■ Request 1
Write out the part of the copyright ruling article that runs from "The plaintiffs claimed" to "and an injunction.", word for word.

A New York federal court dismissed a suit, saying plaintiffs lacked standing under Digital Millennium Copyright Act

Unlike other copyright litigation involving generative AI, the plaintiff news organizations chose not to allege actual infringement of their copyrighted articles

The plaintiffs claimed allegedly removing copyright management information from the articles entitled them to damages and an injunction

On Nov. 7, the U.S. District Court for the Southern District of New York dismissed a copyright-related lawsuit brought against an artificial intelligence (AI) company for a lack of standing.

Unlike other copyright litigation involving generative AI (Gen AI), the plaintiffs, which were news organizations, chose not to allege actual infringement of their copyrighted articles. Instead, the plaintiffs argued the Digital Millennium Copyright Act (DMCA) applied and claimed allegedly removing copyright management information (CMI) from the articles before they were allegedly used to train a Gen AI tool entitled the plaintiffs to damages and an injunction.

■ Request 2
Edit the listing from its first line through the line with "Query: player's knee", changing "sample" to "example" and keeping everything else the same. Return only those lines.

■ Task data

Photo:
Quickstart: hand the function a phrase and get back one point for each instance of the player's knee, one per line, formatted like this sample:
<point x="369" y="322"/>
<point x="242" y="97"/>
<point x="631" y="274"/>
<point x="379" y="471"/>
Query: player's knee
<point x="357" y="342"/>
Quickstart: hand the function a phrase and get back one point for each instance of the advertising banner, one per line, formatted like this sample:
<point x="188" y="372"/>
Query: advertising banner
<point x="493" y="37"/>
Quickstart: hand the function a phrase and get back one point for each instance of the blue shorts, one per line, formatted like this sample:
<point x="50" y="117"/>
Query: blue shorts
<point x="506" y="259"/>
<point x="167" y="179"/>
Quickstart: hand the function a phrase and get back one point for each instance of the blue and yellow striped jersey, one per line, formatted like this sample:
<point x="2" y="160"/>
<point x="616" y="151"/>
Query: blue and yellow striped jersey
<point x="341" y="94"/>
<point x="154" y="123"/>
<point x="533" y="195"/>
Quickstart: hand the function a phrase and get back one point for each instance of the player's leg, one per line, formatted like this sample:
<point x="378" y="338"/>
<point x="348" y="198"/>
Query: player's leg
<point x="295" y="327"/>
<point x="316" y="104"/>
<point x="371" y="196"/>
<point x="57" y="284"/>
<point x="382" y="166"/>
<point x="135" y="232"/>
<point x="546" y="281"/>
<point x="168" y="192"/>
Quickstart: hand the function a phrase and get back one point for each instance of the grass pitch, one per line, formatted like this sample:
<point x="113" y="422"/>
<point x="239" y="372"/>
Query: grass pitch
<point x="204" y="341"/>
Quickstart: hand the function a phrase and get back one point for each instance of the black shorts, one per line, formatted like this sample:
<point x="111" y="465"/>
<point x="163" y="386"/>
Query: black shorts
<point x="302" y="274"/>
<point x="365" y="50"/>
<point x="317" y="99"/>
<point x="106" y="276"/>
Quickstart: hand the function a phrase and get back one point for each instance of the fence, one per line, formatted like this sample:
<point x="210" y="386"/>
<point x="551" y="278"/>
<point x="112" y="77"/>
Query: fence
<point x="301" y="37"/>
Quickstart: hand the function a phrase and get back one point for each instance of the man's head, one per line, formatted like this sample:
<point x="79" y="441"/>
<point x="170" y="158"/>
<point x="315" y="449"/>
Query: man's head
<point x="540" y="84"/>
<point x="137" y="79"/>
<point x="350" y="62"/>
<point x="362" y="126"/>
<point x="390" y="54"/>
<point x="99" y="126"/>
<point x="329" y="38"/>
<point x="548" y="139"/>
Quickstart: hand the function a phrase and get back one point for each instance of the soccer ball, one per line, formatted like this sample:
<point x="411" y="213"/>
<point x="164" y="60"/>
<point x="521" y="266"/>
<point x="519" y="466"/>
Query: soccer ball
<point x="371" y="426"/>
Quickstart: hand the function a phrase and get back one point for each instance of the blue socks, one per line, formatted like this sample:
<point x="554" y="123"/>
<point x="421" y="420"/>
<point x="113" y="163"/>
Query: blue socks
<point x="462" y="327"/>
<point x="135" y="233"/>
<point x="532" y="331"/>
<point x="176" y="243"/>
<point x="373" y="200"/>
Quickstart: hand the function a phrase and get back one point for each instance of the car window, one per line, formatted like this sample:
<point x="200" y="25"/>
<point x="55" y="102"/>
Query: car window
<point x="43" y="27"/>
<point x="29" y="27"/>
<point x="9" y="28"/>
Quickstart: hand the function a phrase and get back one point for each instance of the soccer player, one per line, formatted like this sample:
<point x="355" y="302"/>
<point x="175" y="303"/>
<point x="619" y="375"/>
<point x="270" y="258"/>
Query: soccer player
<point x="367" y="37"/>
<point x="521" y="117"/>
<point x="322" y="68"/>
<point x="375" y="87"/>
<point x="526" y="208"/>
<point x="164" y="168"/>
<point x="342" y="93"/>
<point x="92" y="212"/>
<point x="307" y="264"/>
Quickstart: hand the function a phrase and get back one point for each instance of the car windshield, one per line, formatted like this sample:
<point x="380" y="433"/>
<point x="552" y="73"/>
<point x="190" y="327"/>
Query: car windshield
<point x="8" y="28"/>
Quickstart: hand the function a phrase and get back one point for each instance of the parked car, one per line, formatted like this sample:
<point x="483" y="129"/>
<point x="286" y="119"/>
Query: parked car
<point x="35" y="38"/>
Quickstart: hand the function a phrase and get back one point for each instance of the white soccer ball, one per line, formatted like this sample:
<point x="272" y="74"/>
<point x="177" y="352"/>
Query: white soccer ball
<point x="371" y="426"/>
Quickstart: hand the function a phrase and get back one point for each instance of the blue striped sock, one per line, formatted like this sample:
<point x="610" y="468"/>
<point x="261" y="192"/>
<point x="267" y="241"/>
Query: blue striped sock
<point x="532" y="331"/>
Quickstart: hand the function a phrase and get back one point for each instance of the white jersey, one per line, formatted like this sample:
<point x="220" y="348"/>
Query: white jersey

■ Exercise output 1
The plaintiffs claimed allegedly removing copyright management information from the articles entitled them to damages and an injunction

On Nov. 7, the U.S. District Court for the Southern District of New York dismissed a copyright-related lawsuit brought against an artificial intelligence (AI) company for a lack of standing.

Unlike other copyright litigation involving generative AI (Gen AI), the plaintiffs, which were news organizations, chose not to allege actual infringement of their copyrighted articles. Instead, the plaintiffs argued the Digital Millennium Copyright Act (DMCA) applied and claimed allegedly removing copyright management information (CMI) from the articles before they were allegedly used to train a Gen AI tool entitled the plaintiffs to damages and an injunction.

■ Exercise output 2
Photo:
Quickstart: hand the function a phrase and get back one point for each instance of the player's knee, one per line, formatted like this example:
<point x="369" y="322"/>
<point x="242" y="97"/>
<point x="631" y="274"/>
<point x="379" y="471"/>
Query: player's knee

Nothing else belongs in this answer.